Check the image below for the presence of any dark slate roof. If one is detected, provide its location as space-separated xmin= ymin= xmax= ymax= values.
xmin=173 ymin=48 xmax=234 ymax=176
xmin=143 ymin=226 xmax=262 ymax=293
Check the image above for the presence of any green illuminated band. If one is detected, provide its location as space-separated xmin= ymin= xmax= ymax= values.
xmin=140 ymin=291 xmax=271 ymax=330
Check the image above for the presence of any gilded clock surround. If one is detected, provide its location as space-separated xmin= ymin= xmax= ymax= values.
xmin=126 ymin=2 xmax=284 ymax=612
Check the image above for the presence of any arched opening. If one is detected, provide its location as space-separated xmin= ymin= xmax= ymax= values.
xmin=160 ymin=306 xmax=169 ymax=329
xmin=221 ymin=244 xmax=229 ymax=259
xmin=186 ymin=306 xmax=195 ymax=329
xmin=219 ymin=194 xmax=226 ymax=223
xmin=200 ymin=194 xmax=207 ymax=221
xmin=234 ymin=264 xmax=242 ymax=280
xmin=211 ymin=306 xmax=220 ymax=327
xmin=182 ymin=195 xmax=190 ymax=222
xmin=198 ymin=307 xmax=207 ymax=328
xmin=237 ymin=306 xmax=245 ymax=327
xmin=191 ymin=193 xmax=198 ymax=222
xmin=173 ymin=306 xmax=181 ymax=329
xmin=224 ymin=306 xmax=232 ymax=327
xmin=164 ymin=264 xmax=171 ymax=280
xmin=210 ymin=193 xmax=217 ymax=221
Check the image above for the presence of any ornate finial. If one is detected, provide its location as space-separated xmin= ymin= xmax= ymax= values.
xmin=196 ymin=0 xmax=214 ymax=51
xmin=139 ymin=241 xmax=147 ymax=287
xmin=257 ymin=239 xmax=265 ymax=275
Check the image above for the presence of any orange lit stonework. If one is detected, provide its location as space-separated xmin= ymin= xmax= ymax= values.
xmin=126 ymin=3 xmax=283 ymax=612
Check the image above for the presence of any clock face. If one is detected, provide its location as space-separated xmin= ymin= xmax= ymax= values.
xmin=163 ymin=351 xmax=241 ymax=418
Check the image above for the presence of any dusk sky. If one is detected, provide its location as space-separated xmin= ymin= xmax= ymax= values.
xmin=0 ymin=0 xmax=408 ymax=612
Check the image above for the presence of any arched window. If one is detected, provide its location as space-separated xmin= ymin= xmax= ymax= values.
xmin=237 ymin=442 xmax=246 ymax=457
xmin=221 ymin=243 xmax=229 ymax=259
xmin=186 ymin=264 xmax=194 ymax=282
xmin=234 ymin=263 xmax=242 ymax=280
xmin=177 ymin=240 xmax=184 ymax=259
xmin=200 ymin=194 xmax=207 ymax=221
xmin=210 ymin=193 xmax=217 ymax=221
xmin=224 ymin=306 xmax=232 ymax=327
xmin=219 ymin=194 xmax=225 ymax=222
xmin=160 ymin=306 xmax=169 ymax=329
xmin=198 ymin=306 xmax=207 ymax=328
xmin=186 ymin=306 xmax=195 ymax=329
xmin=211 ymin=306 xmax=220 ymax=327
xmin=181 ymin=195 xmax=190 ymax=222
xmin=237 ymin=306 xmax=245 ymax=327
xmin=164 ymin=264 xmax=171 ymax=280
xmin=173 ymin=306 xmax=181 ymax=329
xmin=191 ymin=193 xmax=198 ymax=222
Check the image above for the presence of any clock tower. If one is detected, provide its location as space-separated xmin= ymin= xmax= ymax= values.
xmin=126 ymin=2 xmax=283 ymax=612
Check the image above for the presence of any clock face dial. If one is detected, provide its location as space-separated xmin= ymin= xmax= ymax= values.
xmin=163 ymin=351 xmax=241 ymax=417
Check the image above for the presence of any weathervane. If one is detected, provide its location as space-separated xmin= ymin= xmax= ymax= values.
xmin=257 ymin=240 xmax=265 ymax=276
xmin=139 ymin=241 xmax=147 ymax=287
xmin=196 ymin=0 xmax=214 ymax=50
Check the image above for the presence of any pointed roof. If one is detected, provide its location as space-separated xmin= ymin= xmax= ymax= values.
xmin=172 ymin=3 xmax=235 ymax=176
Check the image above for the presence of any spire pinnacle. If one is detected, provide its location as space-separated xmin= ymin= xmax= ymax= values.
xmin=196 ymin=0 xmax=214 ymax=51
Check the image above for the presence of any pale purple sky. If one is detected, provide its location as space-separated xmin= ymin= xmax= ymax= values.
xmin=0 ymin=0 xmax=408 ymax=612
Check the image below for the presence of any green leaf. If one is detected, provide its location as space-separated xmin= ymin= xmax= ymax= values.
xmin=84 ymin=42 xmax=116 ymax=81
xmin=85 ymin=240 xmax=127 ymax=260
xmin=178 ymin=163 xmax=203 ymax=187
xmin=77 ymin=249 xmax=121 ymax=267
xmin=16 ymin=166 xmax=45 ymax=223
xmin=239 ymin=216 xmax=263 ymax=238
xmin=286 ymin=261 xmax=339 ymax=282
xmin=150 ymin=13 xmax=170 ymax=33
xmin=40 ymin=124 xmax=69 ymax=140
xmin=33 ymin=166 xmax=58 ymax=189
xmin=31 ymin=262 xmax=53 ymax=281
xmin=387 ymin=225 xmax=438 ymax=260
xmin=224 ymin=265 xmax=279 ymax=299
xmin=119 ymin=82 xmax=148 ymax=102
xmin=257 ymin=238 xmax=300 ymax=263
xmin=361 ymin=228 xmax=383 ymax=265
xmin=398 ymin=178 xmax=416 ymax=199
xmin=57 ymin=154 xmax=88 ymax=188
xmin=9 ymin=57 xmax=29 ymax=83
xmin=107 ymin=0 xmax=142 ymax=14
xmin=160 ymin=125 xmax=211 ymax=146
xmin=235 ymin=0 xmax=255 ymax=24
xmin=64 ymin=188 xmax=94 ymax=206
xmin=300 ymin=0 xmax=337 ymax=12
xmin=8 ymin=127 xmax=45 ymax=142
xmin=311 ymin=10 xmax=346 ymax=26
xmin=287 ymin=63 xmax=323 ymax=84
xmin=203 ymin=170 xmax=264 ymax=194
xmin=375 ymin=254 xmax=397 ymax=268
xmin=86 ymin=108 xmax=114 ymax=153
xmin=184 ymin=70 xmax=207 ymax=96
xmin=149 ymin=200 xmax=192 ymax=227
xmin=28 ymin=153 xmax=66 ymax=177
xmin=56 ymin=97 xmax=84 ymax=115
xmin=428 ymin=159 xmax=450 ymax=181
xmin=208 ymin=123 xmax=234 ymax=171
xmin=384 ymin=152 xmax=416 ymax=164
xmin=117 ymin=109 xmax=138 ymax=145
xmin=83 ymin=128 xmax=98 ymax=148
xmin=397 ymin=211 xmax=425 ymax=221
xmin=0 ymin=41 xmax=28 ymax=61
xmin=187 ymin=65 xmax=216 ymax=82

**********

*Your instructions*. How many lines in the records above contain the word "below"? Reply with the number alone.

*The completed task*. 2